*Short exercise*
Can you reproduce verbatim the lines of the items that begin with the line containing "# trace the outline of every instance of the shadow" and run through the line containing "658), (929, 665)]", including both of those lines and nothing else?

Outline labeling items:

************

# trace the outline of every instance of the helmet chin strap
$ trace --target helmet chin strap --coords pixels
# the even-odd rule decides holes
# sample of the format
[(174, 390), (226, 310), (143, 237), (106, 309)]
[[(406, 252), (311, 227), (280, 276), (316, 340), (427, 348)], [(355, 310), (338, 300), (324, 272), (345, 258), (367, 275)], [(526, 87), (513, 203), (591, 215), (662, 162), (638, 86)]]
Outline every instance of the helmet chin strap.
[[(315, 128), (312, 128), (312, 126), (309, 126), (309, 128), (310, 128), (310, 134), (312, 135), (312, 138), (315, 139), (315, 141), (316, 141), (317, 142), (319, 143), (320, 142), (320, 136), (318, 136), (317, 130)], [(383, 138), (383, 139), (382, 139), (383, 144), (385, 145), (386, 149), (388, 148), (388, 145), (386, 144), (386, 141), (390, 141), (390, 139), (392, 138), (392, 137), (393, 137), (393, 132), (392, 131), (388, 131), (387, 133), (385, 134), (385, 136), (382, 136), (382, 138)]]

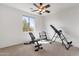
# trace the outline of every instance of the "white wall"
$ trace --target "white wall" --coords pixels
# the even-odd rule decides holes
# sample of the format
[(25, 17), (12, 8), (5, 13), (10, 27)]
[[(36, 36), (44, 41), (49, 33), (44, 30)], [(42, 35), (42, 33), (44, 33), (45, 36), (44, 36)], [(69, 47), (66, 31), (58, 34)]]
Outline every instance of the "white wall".
[(0, 4), (0, 48), (28, 41), (22, 32), (22, 15), (35, 17), (36, 32), (42, 30), (42, 17)]
[(54, 32), (50, 28), (50, 24), (62, 29), (67, 39), (69, 41), (72, 40), (73, 45), (79, 47), (79, 6), (63, 9), (44, 18), (46, 29), (51, 36)]

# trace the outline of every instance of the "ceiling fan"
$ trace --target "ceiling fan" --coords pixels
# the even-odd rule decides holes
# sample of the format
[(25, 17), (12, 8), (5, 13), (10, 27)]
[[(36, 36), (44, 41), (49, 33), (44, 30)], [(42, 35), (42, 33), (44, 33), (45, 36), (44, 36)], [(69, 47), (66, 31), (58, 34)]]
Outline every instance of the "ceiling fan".
[(42, 15), (42, 13), (50, 13), (49, 10), (47, 10), (47, 8), (50, 7), (49, 4), (44, 5), (43, 3), (39, 3), (38, 5), (33, 3), (33, 5), (36, 7), (35, 10), (33, 10), (32, 12), (38, 12), (39, 15)]

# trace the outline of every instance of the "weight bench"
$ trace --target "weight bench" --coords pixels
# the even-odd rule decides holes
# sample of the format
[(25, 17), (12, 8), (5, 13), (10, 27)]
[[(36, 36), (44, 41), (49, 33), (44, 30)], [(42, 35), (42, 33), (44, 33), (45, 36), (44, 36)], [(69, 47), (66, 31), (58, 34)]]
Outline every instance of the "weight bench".
[(29, 44), (35, 44), (36, 43), (36, 45), (35, 45), (35, 48), (36, 48), (35, 51), (39, 51), (39, 49), (43, 49), (43, 47), (41, 47), (42, 44), (39, 44), (40, 39), (35, 40), (35, 36), (33, 35), (32, 32), (29, 32), (29, 35), (30, 35), (31, 40), (32, 40), (32, 41), (29, 42)]
[[(67, 41), (66, 37), (62, 33), (62, 30), (57, 30), (53, 25), (50, 25), (50, 26), (55, 31), (55, 34), (52, 37), (52, 39), (55, 38), (55, 40), (56, 40), (56, 38), (59, 37), (62, 41), (62, 45), (64, 45), (65, 48), (68, 50), (72, 46), (72, 41), (70, 41), (70, 42)], [(55, 42), (55, 40), (53, 42)]]

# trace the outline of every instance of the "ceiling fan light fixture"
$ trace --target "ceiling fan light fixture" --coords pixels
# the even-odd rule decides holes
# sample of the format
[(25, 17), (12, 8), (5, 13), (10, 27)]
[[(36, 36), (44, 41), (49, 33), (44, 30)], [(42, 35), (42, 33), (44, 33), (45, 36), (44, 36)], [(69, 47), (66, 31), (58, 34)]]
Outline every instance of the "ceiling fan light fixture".
[(37, 9), (36, 9), (35, 11), (38, 12), (40, 15), (41, 15), (42, 13), (45, 13), (45, 12), (46, 12), (46, 13), (50, 13), (50, 11), (47, 10), (47, 8), (50, 7), (49, 4), (44, 6), (43, 3), (40, 3), (40, 5), (37, 5), (37, 4), (34, 3), (34, 6), (37, 7)]

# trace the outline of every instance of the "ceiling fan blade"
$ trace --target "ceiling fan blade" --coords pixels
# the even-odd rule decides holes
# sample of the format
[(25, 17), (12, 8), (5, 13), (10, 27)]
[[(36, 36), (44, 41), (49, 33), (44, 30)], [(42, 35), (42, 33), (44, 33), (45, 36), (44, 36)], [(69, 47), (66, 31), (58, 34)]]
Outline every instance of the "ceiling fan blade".
[(50, 13), (50, 11), (49, 11), (49, 10), (46, 10), (45, 12)]
[(35, 11), (38, 11), (38, 10), (33, 10), (32, 12), (35, 12)]
[(37, 8), (39, 8), (38, 5), (36, 5), (35, 3), (33, 3), (33, 5), (36, 6)]
[(48, 7), (50, 7), (50, 5), (48, 4), (48, 5), (46, 5), (46, 6), (44, 6), (45, 8), (48, 8)]
[(40, 5), (43, 5), (42, 3), (40, 3)]
[(42, 13), (41, 13), (41, 12), (39, 12), (39, 15), (42, 15)]

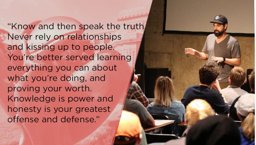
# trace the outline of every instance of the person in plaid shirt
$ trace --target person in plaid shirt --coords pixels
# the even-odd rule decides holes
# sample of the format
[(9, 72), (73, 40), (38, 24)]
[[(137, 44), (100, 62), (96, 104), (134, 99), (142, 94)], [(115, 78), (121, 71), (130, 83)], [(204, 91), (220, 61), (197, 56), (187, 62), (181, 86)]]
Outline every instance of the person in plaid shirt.
[(146, 108), (149, 103), (148, 100), (143, 93), (141, 87), (138, 84), (136, 83), (136, 81), (138, 79), (138, 77), (135, 75), (135, 70), (134, 70), (133, 71), (134, 79), (130, 86), (126, 98), (127, 99), (138, 100), (144, 105), (145, 107)]

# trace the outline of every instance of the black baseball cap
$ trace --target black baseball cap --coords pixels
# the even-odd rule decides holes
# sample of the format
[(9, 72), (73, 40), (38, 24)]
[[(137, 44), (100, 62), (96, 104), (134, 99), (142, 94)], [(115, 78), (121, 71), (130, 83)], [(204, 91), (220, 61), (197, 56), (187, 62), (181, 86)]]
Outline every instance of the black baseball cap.
[(227, 116), (216, 115), (198, 121), (187, 135), (187, 145), (240, 145), (237, 125)]
[(219, 15), (215, 16), (213, 21), (210, 22), (210, 23), (212, 23), (215, 22), (218, 23), (227, 24), (228, 19), (224, 16)]

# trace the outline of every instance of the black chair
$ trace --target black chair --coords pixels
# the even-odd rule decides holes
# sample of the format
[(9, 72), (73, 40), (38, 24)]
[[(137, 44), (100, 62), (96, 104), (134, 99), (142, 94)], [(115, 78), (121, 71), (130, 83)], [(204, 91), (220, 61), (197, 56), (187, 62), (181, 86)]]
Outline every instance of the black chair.
[(152, 116), (154, 119), (169, 120), (169, 117), (168, 116), (165, 115), (152, 114), (151, 115)]
[(174, 135), (145, 133), (148, 144), (154, 142), (165, 142), (170, 140), (179, 138)]

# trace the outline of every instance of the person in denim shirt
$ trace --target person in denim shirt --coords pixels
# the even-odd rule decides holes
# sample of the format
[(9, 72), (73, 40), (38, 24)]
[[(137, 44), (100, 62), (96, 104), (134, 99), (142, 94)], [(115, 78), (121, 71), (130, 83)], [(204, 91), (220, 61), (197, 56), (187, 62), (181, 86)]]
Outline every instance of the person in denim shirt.
[[(184, 121), (185, 107), (176, 100), (172, 80), (167, 76), (161, 76), (156, 79), (154, 90), (155, 100), (148, 105), (147, 110), (151, 114), (165, 115), (170, 120), (175, 121), (172, 124), (173, 131), (176, 125)], [(178, 130), (175, 132), (178, 133)]]

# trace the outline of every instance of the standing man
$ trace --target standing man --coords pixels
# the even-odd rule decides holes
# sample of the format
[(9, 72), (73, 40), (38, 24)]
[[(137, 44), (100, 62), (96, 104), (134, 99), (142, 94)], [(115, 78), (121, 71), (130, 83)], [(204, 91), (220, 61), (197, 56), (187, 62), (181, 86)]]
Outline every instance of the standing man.
[(213, 21), (214, 34), (207, 37), (201, 52), (190, 48), (185, 49), (185, 54), (196, 55), (199, 59), (208, 60), (208, 62), (217, 63), (221, 74), (218, 78), (221, 89), (229, 85), (229, 73), (234, 65), (241, 64), (241, 53), (238, 42), (226, 33), (228, 20), (221, 15), (216, 16)]

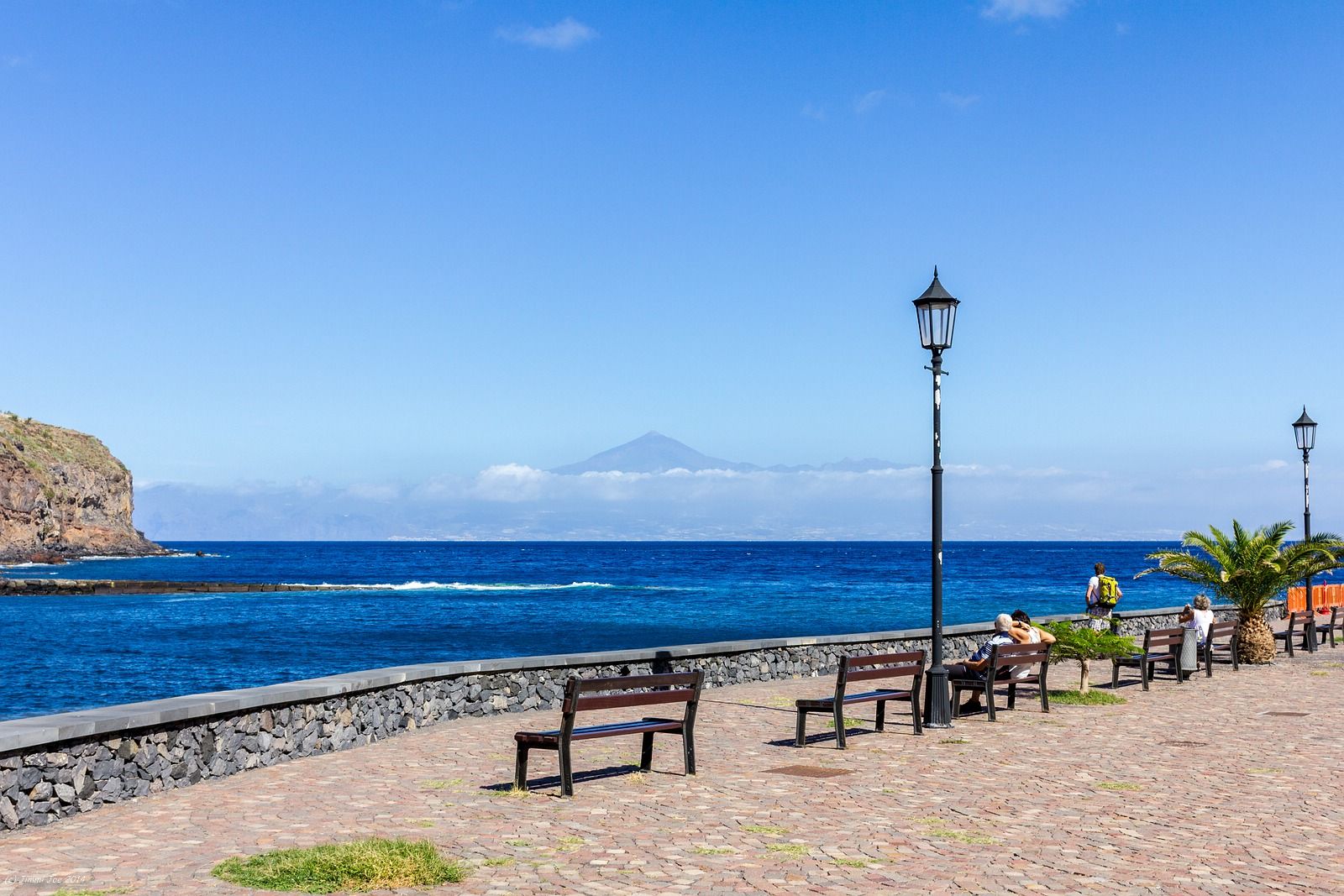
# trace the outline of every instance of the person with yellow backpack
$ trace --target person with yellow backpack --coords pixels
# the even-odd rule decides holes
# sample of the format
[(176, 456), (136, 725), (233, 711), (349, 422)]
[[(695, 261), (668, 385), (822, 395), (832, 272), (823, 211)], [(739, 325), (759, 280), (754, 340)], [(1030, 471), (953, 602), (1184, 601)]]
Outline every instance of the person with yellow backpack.
[(1093, 567), (1095, 575), (1087, 579), (1087, 615), (1089, 625), (1097, 631), (1110, 629), (1110, 611), (1116, 609), (1124, 591), (1120, 582), (1106, 575), (1106, 564), (1098, 563)]

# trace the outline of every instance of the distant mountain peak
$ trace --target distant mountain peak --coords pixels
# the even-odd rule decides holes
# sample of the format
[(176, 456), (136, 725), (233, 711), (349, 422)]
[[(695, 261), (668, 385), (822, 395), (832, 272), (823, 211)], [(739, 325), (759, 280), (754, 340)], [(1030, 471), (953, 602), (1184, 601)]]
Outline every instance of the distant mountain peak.
[(667, 470), (759, 470), (754, 463), (738, 463), (723, 458), (710, 457), (696, 451), (689, 445), (679, 442), (656, 430), (649, 430), (644, 435), (625, 445), (617, 445), (594, 454), (578, 463), (558, 466), (551, 473), (562, 476), (575, 476), (579, 473), (665, 473)]

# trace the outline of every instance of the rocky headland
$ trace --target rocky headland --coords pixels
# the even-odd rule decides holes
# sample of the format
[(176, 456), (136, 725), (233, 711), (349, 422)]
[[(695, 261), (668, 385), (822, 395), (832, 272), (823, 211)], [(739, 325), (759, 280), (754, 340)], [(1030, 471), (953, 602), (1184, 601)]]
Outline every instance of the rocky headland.
[(102, 442), (0, 414), (0, 563), (167, 553), (132, 509), (130, 470)]

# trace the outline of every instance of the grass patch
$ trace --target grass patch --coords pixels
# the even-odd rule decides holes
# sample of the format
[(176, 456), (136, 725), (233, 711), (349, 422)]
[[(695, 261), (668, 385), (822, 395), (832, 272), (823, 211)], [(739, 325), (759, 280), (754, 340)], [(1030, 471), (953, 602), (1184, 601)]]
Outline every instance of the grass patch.
[(781, 856), (806, 856), (812, 849), (806, 844), (766, 844), (765, 848)]
[(775, 834), (780, 837), (789, 833), (788, 827), (775, 827), (774, 825), (742, 825), (742, 830), (751, 832), (753, 834)]
[(1087, 693), (1078, 690), (1051, 690), (1050, 703), (1058, 703), (1062, 707), (1118, 707), (1129, 701), (1109, 690), (1097, 690), (1093, 688)]
[(210, 873), (239, 887), (300, 893), (433, 887), (466, 877), (434, 844), (380, 837), (226, 858)]
[(948, 822), (941, 818), (918, 818), (915, 819), (925, 827), (926, 837), (937, 837), (938, 840), (950, 840), (956, 844), (974, 844), (978, 846), (988, 846), (991, 844), (997, 844), (999, 841), (993, 837), (985, 834), (973, 834), (968, 830), (957, 830), (956, 827), (948, 827)]

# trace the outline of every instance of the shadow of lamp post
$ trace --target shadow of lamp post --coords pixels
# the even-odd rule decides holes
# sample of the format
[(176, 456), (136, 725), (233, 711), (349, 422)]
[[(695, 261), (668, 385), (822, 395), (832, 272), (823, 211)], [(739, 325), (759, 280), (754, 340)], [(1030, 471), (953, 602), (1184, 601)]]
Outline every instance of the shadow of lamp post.
[(930, 728), (952, 728), (952, 699), (948, 688), (948, 668), (942, 658), (942, 352), (952, 348), (952, 328), (957, 320), (957, 305), (938, 282), (938, 269), (933, 269), (933, 282), (915, 300), (919, 318), (919, 341), (933, 352), (933, 658), (929, 665)]

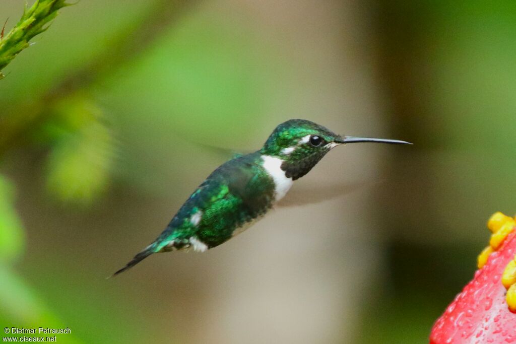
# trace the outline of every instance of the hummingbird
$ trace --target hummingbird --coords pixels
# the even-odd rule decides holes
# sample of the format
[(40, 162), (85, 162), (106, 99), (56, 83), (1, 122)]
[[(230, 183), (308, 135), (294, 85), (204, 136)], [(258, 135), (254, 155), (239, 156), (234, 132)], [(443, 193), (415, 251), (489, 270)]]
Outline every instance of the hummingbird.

************

*Worked solution*
# trace the outline of every instance of the shadow of lamp post
$ trace --target shadow of lamp post --coords pixels
# the even-odd rule decides holes
# sample of the format
[(176, 456), (136, 725), (233, 711), (349, 422)]
[[(695, 261), (668, 385), (822, 395), (832, 272), (823, 211)], [(739, 325), (759, 280), (754, 340)], [(1030, 471), (953, 602), (1184, 601)]]
Outline every instance of the shadow of lamp post.
[(930, 728), (952, 728), (952, 699), (948, 688), (948, 668), (942, 658), (942, 352), (952, 348), (952, 328), (957, 320), (957, 305), (938, 282), (938, 269), (933, 269), (933, 282), (915, 300), (919, 318), (919, 341), (933, 352), (933, 658), (929, 665)]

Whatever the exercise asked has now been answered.